[Opening Text shown section]
Lily Yeats - Career

Career

The Yeats family settled in Bedford Park, London, in 1888, and the family often visited William Morris at Kelmscott House. Money was tight, and Lily was offered an opportuniity to learn embroidery in the style propounded by Morris, which would become known as art needlework. She studied under Morris's daughter May, who ran the embroidery section of Morris & Co., and on 10 December 1888 was paid ten shillings for her first week's work for the firm. By March 1889 Lily was training embroideresses for the firm.

Lily continued to work under May Morris for six years, but their relationship was strained (she called her employer "the Gorgon" in her scrapbook) In 1895, Lily caught typhoid fever while in France, and her health remained uncertain for the remainder of the decade. After their mother's death in 1900 Lily and her sister Elizabeth returned to Ireland with their friend Evelyn Gleeson. In 1902 the three founded a craft studio near Dublin which they named Dun Emer (the Fort of Emer) after Emer, the wife of Irish legendary hero Cuchullain. Dun Emer became a focus of the burgeoning Irish Arts and Crafts Movement, focusing on embroidery, printing, and rug and tapestry-making. They recruited young local women to the enterprise, teaching them painting, drawing, cooking, sewing, and the Irish language in addition to the Guild's core crafts. Lily Yeats ran the embroidery department, which created textiles for church decoration and domestic use.
[Closing Text shown section]
[Opening Dataset extract section]
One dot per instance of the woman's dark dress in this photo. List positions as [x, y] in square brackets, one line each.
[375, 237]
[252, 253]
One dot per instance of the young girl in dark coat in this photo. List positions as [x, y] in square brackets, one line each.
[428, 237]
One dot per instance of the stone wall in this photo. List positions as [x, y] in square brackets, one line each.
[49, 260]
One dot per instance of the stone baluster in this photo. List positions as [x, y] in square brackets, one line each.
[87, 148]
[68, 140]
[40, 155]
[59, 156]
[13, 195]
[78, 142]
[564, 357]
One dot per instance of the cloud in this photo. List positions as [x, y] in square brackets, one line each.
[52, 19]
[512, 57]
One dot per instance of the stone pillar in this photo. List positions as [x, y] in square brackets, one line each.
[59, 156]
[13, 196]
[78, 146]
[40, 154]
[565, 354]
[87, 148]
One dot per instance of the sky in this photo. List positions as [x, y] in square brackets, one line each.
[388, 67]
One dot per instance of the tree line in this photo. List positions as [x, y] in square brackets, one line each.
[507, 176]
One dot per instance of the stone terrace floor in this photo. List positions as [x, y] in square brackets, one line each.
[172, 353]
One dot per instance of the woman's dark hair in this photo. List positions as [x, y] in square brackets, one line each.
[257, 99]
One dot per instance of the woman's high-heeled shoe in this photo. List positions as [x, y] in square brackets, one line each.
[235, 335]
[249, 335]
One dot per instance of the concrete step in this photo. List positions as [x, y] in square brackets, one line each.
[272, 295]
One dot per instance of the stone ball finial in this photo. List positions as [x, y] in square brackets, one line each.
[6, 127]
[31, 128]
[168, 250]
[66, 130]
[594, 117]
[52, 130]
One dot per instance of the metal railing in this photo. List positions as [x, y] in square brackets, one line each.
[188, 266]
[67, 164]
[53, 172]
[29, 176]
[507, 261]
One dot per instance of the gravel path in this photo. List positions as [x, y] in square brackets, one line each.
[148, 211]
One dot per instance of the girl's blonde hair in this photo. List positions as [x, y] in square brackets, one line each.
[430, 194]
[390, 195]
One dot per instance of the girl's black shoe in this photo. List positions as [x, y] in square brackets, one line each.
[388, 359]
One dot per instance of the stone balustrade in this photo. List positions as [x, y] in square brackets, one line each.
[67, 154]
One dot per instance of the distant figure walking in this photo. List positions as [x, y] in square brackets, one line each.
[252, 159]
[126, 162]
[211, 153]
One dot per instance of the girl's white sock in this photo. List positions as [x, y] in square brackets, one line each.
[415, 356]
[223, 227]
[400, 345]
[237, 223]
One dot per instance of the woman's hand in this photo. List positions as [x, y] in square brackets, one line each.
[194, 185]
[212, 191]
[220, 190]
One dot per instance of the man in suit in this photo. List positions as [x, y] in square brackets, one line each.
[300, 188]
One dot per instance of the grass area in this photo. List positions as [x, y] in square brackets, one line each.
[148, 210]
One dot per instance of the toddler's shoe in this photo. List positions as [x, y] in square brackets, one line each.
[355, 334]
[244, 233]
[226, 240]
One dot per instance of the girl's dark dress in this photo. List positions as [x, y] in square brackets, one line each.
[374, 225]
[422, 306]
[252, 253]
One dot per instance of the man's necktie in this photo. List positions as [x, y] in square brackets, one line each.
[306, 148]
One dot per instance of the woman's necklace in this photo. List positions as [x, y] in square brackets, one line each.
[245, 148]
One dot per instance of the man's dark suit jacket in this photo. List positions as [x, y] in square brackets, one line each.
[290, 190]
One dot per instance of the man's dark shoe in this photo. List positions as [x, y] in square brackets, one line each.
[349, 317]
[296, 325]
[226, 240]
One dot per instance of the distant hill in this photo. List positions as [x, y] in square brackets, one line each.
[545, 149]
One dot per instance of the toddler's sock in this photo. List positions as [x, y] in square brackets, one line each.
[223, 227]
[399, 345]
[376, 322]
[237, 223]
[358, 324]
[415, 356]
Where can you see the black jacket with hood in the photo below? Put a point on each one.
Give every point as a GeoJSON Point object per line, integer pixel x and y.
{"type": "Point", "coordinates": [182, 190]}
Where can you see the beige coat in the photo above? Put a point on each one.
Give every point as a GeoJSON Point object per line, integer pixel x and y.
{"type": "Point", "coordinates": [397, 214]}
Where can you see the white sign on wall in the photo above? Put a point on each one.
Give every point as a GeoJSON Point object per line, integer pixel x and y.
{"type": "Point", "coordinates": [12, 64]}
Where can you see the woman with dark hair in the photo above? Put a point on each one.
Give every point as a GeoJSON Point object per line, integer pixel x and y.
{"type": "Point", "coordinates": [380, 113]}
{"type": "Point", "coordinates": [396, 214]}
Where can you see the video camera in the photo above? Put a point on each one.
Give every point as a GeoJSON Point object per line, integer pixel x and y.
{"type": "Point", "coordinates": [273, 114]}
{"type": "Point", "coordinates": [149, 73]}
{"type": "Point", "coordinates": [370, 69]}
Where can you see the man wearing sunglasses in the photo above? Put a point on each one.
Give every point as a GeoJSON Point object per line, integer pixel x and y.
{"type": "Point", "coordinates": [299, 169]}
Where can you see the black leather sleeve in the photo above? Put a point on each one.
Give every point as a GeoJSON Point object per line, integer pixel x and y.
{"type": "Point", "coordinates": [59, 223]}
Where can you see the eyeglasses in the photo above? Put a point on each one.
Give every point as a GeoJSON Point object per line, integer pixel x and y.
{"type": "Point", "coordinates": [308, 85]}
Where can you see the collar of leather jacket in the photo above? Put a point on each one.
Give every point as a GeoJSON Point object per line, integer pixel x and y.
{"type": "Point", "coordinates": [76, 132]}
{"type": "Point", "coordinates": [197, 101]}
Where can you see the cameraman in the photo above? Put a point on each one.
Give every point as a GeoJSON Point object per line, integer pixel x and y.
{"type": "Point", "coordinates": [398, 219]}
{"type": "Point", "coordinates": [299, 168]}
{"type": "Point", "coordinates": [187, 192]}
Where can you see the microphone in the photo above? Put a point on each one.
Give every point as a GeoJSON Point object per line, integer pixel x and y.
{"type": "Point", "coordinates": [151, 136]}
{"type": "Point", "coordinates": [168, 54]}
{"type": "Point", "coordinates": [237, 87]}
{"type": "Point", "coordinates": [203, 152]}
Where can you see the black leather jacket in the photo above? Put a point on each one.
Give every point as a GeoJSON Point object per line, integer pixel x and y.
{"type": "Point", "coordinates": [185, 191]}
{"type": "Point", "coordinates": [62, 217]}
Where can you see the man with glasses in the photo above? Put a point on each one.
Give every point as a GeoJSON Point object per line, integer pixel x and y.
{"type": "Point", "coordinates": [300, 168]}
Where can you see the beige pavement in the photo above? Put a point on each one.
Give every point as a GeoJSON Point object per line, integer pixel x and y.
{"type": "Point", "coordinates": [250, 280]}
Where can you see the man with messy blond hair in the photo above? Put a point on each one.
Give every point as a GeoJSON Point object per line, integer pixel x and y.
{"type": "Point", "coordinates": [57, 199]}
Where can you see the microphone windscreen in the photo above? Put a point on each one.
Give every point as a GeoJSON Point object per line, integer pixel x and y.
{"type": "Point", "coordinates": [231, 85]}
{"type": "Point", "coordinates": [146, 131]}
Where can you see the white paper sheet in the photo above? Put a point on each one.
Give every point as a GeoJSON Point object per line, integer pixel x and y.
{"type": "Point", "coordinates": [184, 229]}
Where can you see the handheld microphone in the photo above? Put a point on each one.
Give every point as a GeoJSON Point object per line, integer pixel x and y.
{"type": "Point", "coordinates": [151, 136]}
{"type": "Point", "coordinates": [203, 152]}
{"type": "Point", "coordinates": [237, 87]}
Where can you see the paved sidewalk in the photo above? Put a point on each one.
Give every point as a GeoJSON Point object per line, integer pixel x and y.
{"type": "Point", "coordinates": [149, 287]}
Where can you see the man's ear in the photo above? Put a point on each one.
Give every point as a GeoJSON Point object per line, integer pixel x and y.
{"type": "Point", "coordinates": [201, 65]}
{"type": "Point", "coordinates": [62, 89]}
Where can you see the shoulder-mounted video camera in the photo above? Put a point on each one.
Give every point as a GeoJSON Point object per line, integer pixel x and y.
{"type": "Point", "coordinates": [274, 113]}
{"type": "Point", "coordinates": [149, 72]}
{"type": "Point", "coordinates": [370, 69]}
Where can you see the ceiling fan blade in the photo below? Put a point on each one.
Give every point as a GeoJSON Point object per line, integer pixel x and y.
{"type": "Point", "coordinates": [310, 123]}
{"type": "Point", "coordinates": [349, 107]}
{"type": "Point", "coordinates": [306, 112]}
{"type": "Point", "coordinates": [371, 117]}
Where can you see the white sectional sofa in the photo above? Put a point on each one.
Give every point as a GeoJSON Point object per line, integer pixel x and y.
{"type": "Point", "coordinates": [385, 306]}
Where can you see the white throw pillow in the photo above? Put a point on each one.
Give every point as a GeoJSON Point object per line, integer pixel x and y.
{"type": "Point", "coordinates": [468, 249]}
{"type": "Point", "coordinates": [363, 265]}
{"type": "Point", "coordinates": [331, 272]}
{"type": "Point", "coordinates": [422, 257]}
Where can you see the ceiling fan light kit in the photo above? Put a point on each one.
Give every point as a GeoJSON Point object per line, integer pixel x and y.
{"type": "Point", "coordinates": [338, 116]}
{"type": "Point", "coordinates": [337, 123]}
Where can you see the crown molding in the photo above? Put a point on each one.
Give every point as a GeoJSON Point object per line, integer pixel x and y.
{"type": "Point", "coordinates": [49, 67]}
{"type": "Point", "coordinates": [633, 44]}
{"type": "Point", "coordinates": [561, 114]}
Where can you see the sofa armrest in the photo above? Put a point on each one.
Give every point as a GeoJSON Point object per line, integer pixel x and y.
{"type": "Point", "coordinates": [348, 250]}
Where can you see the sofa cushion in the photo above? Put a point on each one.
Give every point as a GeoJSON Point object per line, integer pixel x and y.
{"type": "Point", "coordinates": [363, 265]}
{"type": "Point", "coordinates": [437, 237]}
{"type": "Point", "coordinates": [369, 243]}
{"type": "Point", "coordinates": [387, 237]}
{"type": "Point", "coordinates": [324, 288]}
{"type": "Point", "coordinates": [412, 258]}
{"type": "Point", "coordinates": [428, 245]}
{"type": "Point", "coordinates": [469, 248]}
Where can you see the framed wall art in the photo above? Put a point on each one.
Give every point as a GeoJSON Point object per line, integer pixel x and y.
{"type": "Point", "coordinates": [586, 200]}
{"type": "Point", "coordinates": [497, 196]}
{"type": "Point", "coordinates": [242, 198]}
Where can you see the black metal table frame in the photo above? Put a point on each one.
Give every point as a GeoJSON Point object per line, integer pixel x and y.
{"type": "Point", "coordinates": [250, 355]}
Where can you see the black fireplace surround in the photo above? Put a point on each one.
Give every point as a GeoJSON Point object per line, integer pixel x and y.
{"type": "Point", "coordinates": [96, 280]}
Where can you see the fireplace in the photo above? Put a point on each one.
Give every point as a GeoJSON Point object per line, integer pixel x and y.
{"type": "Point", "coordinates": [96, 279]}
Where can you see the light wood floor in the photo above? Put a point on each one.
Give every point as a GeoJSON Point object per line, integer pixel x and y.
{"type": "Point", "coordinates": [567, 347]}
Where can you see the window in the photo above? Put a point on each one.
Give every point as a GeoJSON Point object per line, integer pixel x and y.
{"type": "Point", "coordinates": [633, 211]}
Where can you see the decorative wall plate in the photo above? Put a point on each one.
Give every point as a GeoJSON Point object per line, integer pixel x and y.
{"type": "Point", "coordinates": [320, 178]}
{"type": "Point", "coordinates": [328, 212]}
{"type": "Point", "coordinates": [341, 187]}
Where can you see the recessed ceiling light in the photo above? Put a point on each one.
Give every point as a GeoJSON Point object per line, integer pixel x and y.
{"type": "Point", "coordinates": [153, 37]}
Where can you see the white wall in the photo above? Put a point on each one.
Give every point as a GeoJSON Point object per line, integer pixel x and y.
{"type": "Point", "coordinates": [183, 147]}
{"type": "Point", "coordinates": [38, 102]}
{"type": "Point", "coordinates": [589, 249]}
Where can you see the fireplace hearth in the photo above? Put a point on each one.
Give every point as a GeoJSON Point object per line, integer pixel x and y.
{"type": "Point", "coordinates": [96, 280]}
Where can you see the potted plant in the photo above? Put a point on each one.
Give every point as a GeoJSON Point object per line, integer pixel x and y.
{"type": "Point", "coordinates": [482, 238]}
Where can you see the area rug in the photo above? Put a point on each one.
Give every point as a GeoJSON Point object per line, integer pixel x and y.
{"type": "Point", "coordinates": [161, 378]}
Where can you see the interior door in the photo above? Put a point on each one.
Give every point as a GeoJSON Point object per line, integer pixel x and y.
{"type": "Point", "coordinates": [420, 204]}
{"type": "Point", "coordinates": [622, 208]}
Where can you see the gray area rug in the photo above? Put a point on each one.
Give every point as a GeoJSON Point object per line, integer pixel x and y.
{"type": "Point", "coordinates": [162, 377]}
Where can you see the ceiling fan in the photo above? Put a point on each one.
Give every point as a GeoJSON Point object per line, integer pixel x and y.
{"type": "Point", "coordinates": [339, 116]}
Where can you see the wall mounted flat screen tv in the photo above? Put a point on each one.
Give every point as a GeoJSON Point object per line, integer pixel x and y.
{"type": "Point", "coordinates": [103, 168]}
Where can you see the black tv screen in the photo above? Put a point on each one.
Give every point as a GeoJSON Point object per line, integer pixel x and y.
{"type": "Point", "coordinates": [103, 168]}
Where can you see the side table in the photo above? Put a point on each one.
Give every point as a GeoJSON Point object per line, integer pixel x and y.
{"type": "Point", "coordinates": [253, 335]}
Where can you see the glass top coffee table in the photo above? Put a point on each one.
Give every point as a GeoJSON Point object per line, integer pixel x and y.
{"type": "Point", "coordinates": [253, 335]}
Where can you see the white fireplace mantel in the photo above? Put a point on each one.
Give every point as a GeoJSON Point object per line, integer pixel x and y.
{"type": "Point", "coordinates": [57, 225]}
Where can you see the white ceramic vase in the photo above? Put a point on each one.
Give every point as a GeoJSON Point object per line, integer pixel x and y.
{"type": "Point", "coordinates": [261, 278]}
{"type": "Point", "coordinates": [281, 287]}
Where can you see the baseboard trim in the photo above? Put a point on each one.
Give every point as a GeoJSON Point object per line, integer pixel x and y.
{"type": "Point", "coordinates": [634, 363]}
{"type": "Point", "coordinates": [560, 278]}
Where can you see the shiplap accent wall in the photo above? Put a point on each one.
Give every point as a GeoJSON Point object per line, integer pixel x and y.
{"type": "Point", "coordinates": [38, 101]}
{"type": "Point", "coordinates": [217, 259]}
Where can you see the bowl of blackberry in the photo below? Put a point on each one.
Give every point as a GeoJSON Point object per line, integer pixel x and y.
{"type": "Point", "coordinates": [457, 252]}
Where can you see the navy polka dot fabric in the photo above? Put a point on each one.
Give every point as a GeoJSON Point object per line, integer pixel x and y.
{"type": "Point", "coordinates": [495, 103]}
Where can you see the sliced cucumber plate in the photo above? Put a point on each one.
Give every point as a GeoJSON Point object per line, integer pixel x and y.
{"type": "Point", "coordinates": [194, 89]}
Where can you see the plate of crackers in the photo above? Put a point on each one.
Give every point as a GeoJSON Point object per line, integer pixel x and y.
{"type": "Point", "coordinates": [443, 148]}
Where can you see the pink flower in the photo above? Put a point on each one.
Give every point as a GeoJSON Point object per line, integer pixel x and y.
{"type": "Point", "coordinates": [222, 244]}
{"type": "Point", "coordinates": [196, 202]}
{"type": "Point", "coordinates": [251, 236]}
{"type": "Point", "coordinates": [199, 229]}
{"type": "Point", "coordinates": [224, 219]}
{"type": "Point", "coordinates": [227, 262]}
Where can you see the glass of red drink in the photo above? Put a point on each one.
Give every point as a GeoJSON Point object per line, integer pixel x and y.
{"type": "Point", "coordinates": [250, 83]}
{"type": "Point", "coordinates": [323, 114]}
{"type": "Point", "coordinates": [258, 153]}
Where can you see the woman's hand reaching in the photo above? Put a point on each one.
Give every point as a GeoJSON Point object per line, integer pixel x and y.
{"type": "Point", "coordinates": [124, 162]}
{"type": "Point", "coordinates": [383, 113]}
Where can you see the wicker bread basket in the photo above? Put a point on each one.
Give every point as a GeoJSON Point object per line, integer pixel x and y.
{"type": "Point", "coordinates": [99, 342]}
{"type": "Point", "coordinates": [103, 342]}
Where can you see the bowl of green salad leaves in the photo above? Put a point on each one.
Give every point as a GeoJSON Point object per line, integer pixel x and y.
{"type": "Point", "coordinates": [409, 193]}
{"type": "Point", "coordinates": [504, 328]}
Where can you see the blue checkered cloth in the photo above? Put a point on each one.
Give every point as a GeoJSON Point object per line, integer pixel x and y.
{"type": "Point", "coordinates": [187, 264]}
[Closing Dataset extract section]
> [Task list]:
- A) According to the Lily Yeats career text, which subjects did Dun Emer teach the young local women besides the Guild's core crafts?
- B) Continue the Lily Yeats career text from its last sentence.
This data has no connection to the text about Lily Yeats.

> [Written responses]:
- A) Painting, drawing, cooking, sewing, and the Irish language.

- B)
In 1904, the operation was reorganized into two parts, the Dun Emer Guild run by Gleeson and Dun Emer Industries under the direction of the Yeats sisters, and in 1908 the groups separated completely. Gleeson retained the Dun Emer name, and the Yeats sisters established Cuala Industries at nearby Churchtown, which ran a small press, the Cuala Press, and an embroidery workshop. William Butler Yeats's wife George (Bertha Georgina), helped Lily run the embroidery arm of the studio which produced clothing and linens.

The Yeats sisters lived together through their adult lives, albeit contentiously. In 1923, Lily fell dangerously ill with what was believed to be tuberculosis while on holiday in London, and her brother lodged her in a London nursing home in July, where she remained until the following April. On her recovery, she returned to Cuala, but the embroidery department was never a resounding success. Lily's health deteriorated again in 1931 (her ailment had finally been correctly diagnosed as a malformed thyroid in 1929), and the decision was made to dissolve the embroidery branch of Cuala. At the time, Lily wrote

I never should have taken up the work after my illness. The eight years have been a very great strain, and each year a small loss, adding up.

Lily Yeats continued to sell embroidered pictures in the following years. She died in 1949.